▶ SELECTED TEXT
════
Jyoti Singh, a fourth-year physiology student, presses a cold metal scalpel into the soft flesh of a newly euthanized lab rat. The sharp edge pierces the skin with little resistance as warm blood trickles down her purple nitrile gloves. Singh must work quickly but delicately as she separates the hind legs from the rest of the body. From there, she can isolate the saphenous nerve that relays sensory signals from the foot to the spinal cord. She believes that diabetes might impair this nerve connection. To test her hypothesis, she must extract the nerve intact; the slightest tear or the softest pinch could damage it and render the rat’s sacrifice meaningless.
Singh is one of dozens of researchers at the University of Alberta who use animals for biological research, a practice that has been legally recognized since the 1870s. According to a 2005 study from the journal Alternatives to Research Animals, an estimated 115 million animals are used in medical experiments every year. Singh has cut open more than two dozen laboratory animals in the past four years. The U of A’s animal facility is practically her second home; the animal care technicians are much like her second family.
“Not everyone is comfortable using animals in research. It’s definitely a difficult topic to tackle,” Singh says. She’s worked with both mice and rabbits, but settled with Nile grass rats because of the way they experience diabetes. By placing them on a high fat and low fibre diet, the rats develop insulin resistance within the first two months. With time, the rats experience all five stages of type 2 diabetes, similar to a human patient.
════
Data for grounding objects from natural language
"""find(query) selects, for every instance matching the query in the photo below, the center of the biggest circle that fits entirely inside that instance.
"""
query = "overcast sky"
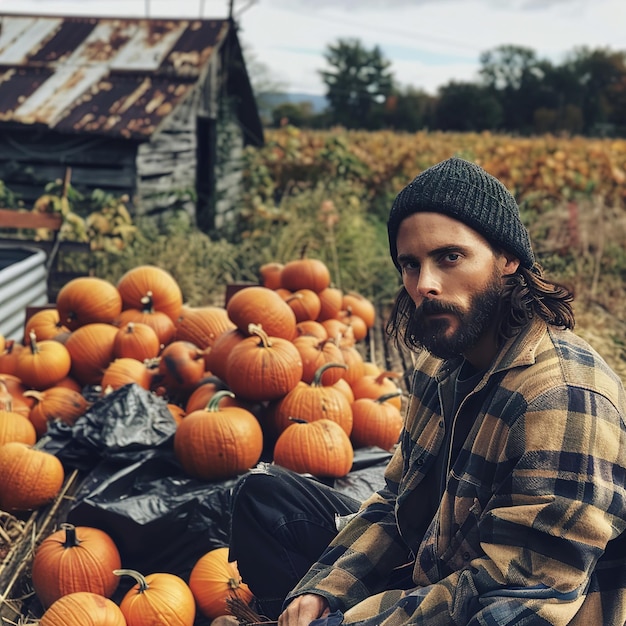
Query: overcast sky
(428, 42)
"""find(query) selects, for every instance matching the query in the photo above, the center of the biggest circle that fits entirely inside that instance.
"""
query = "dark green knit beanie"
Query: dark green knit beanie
(466, 192)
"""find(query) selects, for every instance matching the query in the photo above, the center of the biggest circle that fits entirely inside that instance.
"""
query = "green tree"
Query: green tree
(358, 84)
(467, 107)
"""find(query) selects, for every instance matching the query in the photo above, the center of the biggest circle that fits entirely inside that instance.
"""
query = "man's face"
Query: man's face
(455, 280)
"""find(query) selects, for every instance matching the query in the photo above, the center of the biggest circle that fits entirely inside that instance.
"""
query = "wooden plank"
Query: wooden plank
(15, 218)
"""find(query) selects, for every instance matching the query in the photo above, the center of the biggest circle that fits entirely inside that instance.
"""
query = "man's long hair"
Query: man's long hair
(526, 294)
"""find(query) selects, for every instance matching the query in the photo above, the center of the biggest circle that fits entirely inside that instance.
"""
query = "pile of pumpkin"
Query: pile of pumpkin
(76, 571)
(278, 367)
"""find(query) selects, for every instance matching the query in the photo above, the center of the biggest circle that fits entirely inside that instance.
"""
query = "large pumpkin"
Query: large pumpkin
(263, 307)
(88, 300)
(320, 448)
(91, 350)
(305, 273)
(214, 580)
(376, 422)
(75, 558)
(202, 325)
(30, 477)
(311, 402)
(43, 364)
(59, 403)
(83, 608)
(218, 442)
(149, 280)
(263, 368)
(159, 598)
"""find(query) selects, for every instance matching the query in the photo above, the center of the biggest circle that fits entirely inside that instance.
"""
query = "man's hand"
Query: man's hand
(303, 610)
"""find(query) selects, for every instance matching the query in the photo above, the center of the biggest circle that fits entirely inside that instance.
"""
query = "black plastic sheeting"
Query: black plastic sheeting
(134, 489)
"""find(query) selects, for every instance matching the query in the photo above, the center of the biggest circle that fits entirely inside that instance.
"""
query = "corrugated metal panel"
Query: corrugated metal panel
(23, 283)
(101, 75)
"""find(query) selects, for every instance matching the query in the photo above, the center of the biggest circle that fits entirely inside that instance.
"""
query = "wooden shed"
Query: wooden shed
(156, 109)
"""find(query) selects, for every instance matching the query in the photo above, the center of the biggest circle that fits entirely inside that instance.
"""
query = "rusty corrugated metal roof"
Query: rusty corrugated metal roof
(101, 75)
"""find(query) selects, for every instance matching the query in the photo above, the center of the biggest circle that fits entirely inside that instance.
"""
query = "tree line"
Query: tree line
════
▶ CHECK YOUR UNDERSTANDING
1 – Answer these questions using the article on animal research:
(a) Which nerve is Singh trying to isolate from the rat?
(b) How many animals does the 2005 study estimate are used in medical experiments every year?
(c) How soon do the rats on a high fat and low fibre diet develop insulin resistance?
2 – Decide whether each statement agrees with the article on animal research. Answer yes or no, and quote the words that settle it.
(a) Singh has worked only with rats.
(b) The use of animals for biological research has been legally recognized since the 1870s.
(c) Singh is a third-year student.
3 – Carry on the article on animal research from its last sentence.

▶ ANSWER SET
1 –
(a) The saphenous nerve.
(b) About 115 million.
(c) Within the first two months.

2 –
(a) No: "She’s worked with both mice and rabbits, but settled with Nile grass rats"
(b) Yes: "a practice that has been legally recognized since the 1870s"
(c) No: "Jyoti Singh, a fourth-year physiology student"

3 –
“When I first got the rats from our research collaborators they were already 18 months old, so they were really fat. They had eye problems, cataract problems, and organ failure. Because of how diabetic they are, some rats develop liver tumours and we see toxins accumulate in their urine,” Singh says. “They’re really sick and it can be hard to watch.”
This is the reason she refuses to name her rats anymore. In her line of work, she can’t afford to be sentimental. Though it’s never easy watching an animal suffer, Singh insists that if society wants better treatment for diabetic patients, it’s the price that has to be paid.
“To study how a disease works we have to induce it in an animal, otherwise there’s nothing to study,” Singh says. “That’s what the ethics guidelines and the protocols are here for, to ensure that it’s being done in a way where the animals are in the least amount of pain possible.”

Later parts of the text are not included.